The listing below holds a line with "shape point(10, 401)" and a later line with "shape point(1242, 390)". Write out those two lines and every line between them, exactly, and nothing else.

| Exercise data |
::::::::::

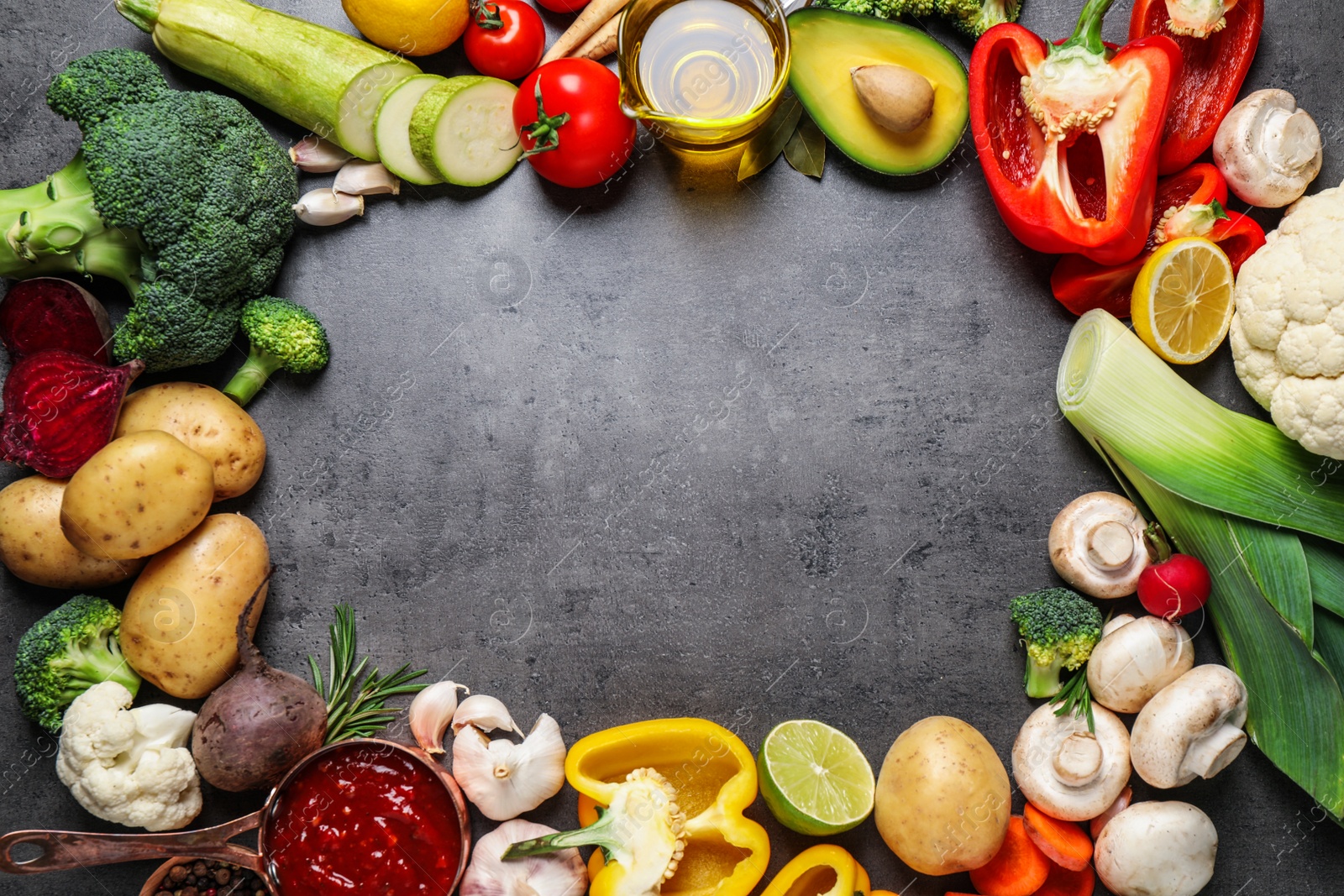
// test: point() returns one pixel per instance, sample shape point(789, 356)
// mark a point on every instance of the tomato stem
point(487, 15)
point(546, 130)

::::::::::

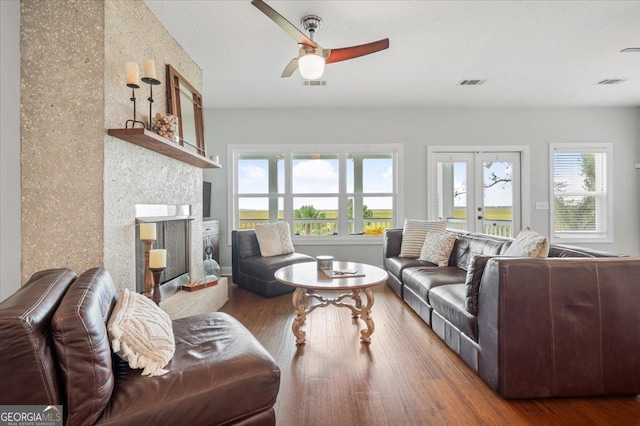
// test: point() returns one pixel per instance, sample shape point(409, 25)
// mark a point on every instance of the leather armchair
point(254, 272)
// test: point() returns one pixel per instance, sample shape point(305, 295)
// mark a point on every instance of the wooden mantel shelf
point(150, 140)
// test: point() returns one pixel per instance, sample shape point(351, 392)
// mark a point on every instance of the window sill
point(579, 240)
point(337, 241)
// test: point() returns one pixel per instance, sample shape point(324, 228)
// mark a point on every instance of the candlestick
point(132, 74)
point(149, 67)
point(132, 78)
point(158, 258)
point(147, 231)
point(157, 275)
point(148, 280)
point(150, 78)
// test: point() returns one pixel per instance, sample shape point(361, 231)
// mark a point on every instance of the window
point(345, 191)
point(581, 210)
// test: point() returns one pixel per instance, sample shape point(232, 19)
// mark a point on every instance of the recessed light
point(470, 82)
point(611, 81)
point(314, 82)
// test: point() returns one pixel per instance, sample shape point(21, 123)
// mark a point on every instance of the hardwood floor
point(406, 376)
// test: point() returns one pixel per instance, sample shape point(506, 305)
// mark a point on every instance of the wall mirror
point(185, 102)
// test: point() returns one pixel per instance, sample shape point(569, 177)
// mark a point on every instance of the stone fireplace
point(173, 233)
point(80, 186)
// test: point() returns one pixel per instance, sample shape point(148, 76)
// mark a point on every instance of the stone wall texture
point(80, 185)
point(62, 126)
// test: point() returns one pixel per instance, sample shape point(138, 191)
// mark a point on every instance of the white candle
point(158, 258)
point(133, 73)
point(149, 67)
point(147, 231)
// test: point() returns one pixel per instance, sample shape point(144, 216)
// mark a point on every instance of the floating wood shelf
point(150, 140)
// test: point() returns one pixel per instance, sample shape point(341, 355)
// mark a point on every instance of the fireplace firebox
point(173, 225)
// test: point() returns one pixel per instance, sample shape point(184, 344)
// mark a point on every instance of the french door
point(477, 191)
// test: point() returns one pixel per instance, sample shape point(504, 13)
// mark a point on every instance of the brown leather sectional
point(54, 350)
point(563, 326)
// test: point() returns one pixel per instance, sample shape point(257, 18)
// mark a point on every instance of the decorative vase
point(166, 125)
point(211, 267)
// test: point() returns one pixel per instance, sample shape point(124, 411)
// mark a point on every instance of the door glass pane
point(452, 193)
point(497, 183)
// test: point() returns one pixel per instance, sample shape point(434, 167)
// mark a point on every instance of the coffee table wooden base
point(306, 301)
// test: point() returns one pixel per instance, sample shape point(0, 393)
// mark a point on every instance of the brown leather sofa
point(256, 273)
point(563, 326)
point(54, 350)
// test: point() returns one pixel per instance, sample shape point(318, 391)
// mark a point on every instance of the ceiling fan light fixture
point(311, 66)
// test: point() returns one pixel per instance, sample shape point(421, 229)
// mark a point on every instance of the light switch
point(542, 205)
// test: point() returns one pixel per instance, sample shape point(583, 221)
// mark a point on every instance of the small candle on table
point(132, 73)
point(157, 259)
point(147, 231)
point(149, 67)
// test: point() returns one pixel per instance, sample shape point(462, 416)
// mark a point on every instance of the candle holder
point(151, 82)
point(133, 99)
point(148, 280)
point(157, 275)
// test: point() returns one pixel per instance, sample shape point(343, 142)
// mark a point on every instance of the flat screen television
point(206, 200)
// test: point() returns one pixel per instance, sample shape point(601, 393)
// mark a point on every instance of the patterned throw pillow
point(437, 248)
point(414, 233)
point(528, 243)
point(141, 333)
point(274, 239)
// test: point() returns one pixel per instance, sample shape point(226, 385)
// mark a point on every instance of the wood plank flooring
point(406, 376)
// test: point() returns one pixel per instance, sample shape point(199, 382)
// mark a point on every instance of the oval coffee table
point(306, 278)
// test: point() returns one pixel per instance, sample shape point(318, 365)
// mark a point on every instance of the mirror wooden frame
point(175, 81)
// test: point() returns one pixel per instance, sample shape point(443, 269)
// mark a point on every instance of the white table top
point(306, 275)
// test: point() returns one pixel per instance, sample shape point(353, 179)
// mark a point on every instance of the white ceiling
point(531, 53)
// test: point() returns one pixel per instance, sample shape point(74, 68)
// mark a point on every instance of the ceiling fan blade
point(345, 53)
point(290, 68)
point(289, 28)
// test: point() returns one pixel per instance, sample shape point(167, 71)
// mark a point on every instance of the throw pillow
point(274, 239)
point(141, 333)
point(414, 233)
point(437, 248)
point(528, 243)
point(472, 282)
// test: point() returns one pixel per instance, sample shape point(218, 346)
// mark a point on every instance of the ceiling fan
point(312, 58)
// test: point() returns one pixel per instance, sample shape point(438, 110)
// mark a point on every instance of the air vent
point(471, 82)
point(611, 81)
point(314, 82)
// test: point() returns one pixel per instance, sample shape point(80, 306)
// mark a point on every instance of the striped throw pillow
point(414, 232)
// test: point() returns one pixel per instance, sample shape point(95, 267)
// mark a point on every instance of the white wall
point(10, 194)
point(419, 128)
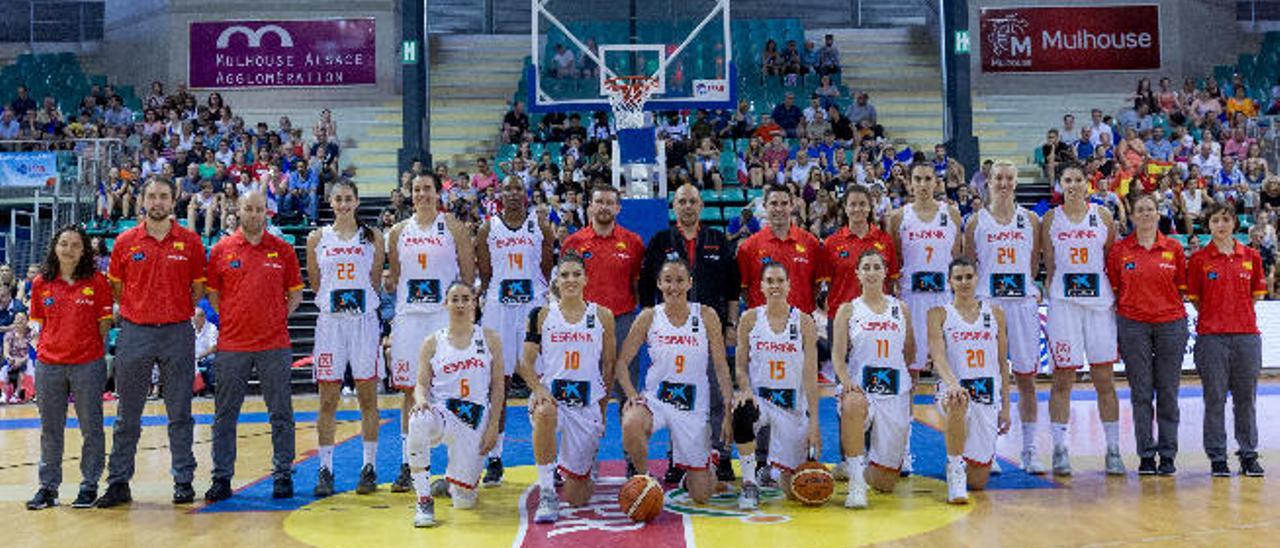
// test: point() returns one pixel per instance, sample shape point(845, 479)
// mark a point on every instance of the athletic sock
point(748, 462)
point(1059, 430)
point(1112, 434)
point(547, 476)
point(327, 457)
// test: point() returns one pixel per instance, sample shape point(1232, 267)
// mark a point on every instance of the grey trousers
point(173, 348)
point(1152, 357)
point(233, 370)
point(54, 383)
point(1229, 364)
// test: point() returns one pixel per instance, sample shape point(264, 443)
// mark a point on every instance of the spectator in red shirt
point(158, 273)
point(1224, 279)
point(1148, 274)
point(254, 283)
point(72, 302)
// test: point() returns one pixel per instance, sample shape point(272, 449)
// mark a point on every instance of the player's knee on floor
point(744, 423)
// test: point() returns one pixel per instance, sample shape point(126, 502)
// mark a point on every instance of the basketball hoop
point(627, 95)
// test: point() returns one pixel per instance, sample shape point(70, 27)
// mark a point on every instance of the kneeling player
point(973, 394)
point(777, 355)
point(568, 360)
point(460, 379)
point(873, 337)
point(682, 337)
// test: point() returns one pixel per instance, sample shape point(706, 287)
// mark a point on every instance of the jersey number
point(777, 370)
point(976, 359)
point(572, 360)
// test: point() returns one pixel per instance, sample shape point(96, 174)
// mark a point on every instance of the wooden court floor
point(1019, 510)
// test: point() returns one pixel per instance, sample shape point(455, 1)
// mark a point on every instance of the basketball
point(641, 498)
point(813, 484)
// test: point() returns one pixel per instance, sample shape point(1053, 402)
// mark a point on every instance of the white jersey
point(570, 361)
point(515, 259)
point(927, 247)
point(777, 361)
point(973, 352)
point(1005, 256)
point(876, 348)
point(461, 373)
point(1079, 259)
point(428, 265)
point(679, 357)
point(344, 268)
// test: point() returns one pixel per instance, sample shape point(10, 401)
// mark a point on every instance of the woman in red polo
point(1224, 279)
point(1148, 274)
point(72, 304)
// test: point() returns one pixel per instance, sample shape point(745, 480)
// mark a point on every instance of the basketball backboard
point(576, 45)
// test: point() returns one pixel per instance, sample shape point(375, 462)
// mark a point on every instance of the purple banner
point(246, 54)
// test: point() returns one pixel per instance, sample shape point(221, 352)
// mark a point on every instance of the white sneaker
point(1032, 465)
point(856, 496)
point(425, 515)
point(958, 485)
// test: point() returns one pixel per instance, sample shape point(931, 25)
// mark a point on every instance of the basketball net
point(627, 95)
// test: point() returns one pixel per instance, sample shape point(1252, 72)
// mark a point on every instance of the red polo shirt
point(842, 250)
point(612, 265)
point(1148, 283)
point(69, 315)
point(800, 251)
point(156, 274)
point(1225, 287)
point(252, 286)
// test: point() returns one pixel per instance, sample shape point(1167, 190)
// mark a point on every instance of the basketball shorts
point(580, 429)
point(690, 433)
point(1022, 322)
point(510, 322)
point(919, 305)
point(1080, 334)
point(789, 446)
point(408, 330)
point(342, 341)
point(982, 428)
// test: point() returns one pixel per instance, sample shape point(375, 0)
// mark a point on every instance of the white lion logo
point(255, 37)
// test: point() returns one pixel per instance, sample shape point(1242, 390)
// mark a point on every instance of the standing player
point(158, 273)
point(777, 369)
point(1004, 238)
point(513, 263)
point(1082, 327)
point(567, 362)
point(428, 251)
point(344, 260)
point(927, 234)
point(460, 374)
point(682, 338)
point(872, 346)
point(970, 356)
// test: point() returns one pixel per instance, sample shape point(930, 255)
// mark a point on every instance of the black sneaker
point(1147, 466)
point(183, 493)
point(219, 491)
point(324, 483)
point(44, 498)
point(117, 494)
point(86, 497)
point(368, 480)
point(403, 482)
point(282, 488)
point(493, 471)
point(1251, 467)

::::::::::

| Exercise solution |
// test: point() returns one pixel per instance, sample shape point(10, 401)
// mark a point on every instance of the woman in red polo
point(1224, 279)
point(1148, 274)
point(72, 304)
// test: point() returns one pixel per instance, sample shape point(745, 480)
// mark a point on every instance of the basketball backboard
point(576, 45)
// test: point() returns one pixel per instance, sample shape point(375, 462)
// mark a point on every instance of the purple banner
point(246, 54)
// test: point() returns one pixel per instance, sample shape point(221, 352)
// mark a point on every instance of the white sneaker
point(1032, 465)
point(856, 496)
point(425, 515)
point(958, 485)
// test: point() returns one pixel per instance, sample shape point(931, 25)
// mark a point on every instance of the basketball net
point(627, 95)
// test: point() returns one pixel per instance, sample shape point(1252, 72)
// mark a point on every instance of the red polo shirt
point(842, 250)
point(612, 265)
point(1148, 283)
point(69, 315)
point(800, 251)
point(156, 274)
point(1225, 287)
point(252, 286)
// test: point() returns one pixel per instance, sample shape point(1167, 190)
// mark a point on every instance of the basketball shorts
point(580, 429)
point(690, 433)
point(1022, 322)
point(510, 322)
point(919, 305)
point(1080, 334)
point(789, 446)
point(408, 330)
point(342, 341)
point(982, 428)
// test: point() returns one pixel per instance, sample shape point(375, 0)
// mark a point on every instance of the white lion logo
point(255, 37)
// test: point() returns one pixel per instance, sample shape point(1242, 390)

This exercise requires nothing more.